TAREFA ESCRITA 1 » Segundo o trecho da página, com qual jornal Olavo diz que o PT é a mesma coisa?

Olavo chega a colocar que o PT é a mesma coisa que o jornal A Folha de São Paulo, embora tenha trabalhado neste e não se coloque como militante por causa disso. Voltado de contradições, um documentário sobre si não poderia ser diferentemente polêmico, assim como a pessoa que o retrata, em um festival de cinema no Nordeste, por exemplo, chegou a haver boicote de cineastas ao programa como um todo pela participação do filme. Daqueles que acusam Olavo por não aceitar teses tão irrefutáveis e já difundidas no meio acadêmico, preferiram um não confronto, ou um confronto mais direto, se preferir ser entendido assim. A questão é que o personagem, não um fictício, mas real, é uma polêmica ambulante e parece estar sempre cercado de ignorantes. Mesmo daqueles que não o apoiam e seriam uma "oposição" a sua ideologia. A sua própria filha acabou publicando um grande comentário nas redes, bastante destrutivo, sobre a personalidade Olavo de Carvalho, depois do lançamento do documentário. Por tudo isso, mesmo aqueles que se dizem contra a censura, e de certa forma acabam censurando o que Olavo tem a dizer (considere-se a troca de ideias importante, o confronto pelo debate), nada mais pode surgir com espanto.

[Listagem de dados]

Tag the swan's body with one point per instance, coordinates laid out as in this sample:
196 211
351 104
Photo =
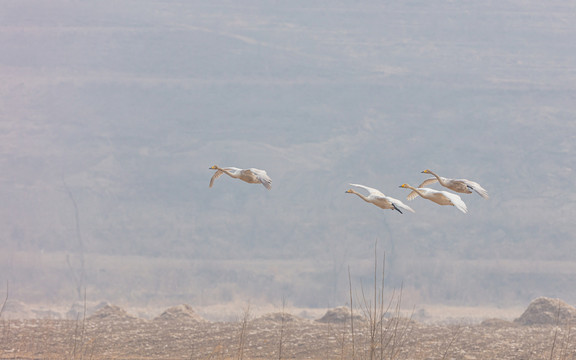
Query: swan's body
252 176
379 199
438 196
459 185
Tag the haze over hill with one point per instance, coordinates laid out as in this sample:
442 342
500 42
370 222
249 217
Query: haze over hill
111 114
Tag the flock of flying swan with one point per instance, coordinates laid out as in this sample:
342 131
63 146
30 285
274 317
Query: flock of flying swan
376 197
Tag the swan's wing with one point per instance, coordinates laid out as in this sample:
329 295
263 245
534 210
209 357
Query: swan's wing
476 187
428 182
457 201
413 195
399 204
263 178
372 191
216 175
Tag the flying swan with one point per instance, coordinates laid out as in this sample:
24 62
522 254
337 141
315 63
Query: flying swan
459 185
437 196
382 201
252 176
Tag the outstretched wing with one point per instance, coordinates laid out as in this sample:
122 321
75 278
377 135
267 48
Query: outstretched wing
413 194
372 191
428 182
400 204
216 175
263 178
476 187
456 201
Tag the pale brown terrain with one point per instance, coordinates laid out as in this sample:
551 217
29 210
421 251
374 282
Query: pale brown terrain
544 331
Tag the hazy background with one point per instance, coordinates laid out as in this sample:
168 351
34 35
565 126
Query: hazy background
111 113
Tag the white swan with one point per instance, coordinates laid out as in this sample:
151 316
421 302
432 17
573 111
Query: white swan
252 176
438 196
459 185
379 199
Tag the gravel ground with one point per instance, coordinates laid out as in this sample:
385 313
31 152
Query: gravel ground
180 334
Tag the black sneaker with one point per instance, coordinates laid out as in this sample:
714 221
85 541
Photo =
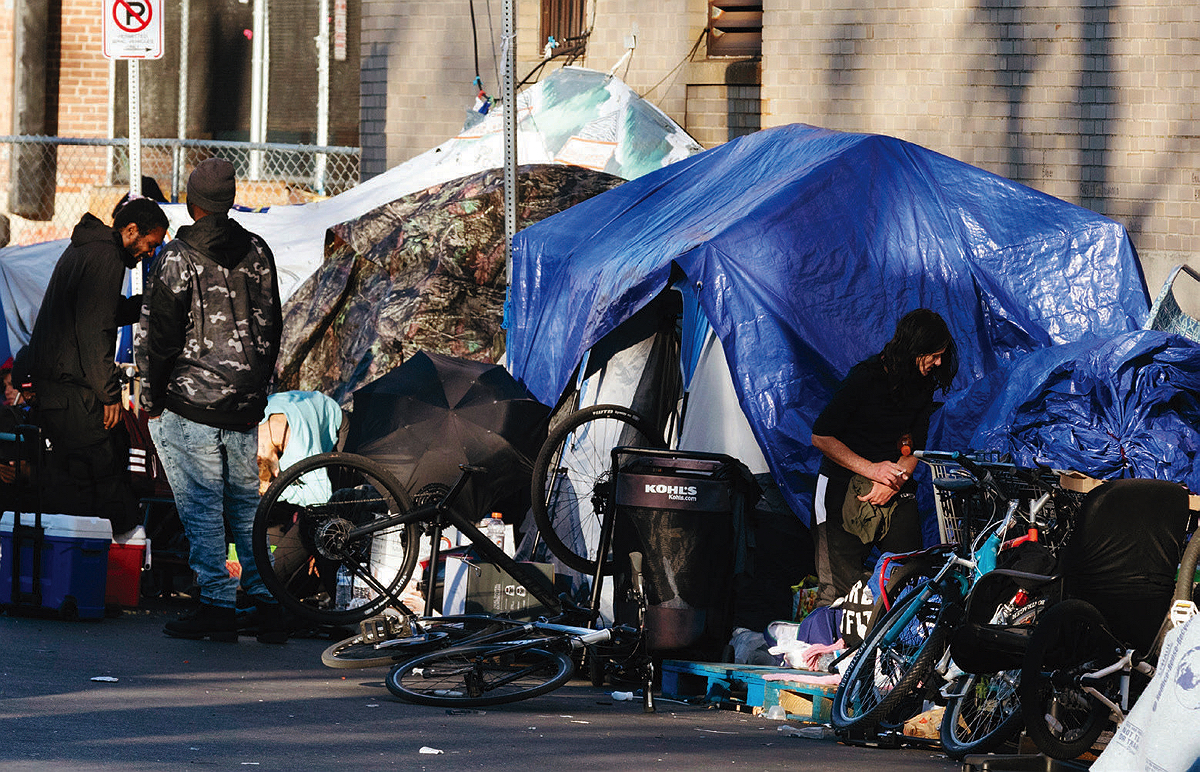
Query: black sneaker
265 623
208 621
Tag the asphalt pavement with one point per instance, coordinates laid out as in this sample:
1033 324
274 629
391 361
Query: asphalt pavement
118 694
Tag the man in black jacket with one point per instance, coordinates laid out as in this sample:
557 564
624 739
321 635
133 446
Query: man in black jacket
208 342
71 354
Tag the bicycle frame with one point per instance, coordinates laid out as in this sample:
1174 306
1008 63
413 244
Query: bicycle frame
439 514
981 557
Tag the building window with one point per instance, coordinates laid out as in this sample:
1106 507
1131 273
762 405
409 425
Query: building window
563 21
735 28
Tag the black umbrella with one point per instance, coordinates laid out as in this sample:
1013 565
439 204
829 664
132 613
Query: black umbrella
432 413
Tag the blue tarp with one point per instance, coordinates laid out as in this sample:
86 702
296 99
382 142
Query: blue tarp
805 246
1123 406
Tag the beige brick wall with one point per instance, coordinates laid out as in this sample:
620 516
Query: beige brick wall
83 78
6 75
1092 102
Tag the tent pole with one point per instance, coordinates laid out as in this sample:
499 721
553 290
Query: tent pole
509 51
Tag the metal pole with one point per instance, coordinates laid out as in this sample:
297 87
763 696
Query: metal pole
177 156
135 154
135 130
509 51
322 94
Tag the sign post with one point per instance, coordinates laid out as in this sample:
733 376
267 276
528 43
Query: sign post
133 31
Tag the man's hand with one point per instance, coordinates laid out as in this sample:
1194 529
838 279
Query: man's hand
113 414
879 495
888 473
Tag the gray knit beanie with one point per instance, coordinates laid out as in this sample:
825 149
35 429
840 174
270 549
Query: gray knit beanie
211 185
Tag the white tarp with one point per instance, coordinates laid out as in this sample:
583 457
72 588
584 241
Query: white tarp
1162 731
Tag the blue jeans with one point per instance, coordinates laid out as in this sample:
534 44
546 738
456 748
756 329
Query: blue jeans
214 477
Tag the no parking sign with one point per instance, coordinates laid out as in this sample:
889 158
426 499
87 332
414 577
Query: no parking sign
132 29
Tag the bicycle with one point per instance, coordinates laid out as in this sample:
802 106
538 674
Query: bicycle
891 671
510 665
336 542
1089 658
571 480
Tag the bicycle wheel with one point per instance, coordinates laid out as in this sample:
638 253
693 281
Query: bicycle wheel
480 675
984 710
895 658
1062 719
301 540
367 651
571 476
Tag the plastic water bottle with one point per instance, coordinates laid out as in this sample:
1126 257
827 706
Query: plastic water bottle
345 588
495 528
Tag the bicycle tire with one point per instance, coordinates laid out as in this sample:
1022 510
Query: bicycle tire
1062 719
299 538
883 674
570 478
468 676
360 651
985 710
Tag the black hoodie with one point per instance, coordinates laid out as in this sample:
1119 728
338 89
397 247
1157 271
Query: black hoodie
210 325
75 336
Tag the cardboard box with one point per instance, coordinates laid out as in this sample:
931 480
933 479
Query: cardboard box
1081 483
477 587
73 564
126 557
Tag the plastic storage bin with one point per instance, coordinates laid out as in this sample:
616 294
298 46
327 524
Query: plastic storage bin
73 567
126 556
683 512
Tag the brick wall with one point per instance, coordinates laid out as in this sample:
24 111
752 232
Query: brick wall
1093 102
418 71
83 76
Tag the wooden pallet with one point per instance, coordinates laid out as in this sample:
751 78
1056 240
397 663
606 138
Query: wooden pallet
736 686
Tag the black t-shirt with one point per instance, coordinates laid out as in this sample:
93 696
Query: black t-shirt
870 418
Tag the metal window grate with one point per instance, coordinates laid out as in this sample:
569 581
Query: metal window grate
735 28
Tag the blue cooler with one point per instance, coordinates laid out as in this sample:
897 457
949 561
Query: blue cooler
73 570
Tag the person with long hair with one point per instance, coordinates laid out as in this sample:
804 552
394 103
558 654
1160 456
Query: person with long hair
877 417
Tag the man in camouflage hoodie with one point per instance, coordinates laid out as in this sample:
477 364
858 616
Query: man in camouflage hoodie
209 339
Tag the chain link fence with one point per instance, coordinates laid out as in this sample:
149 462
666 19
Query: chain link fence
51 181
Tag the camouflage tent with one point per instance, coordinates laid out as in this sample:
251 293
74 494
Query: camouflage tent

TAREFA ESCRITA 2 » Informe quantas linhas dos dados contêm a palavra "haze", dando somente o número.

RESPOSTA DA TAREFA 1 » Com o jornal A Folha de São Paulo.

RESPOSTA DA TAREFA 2 » 2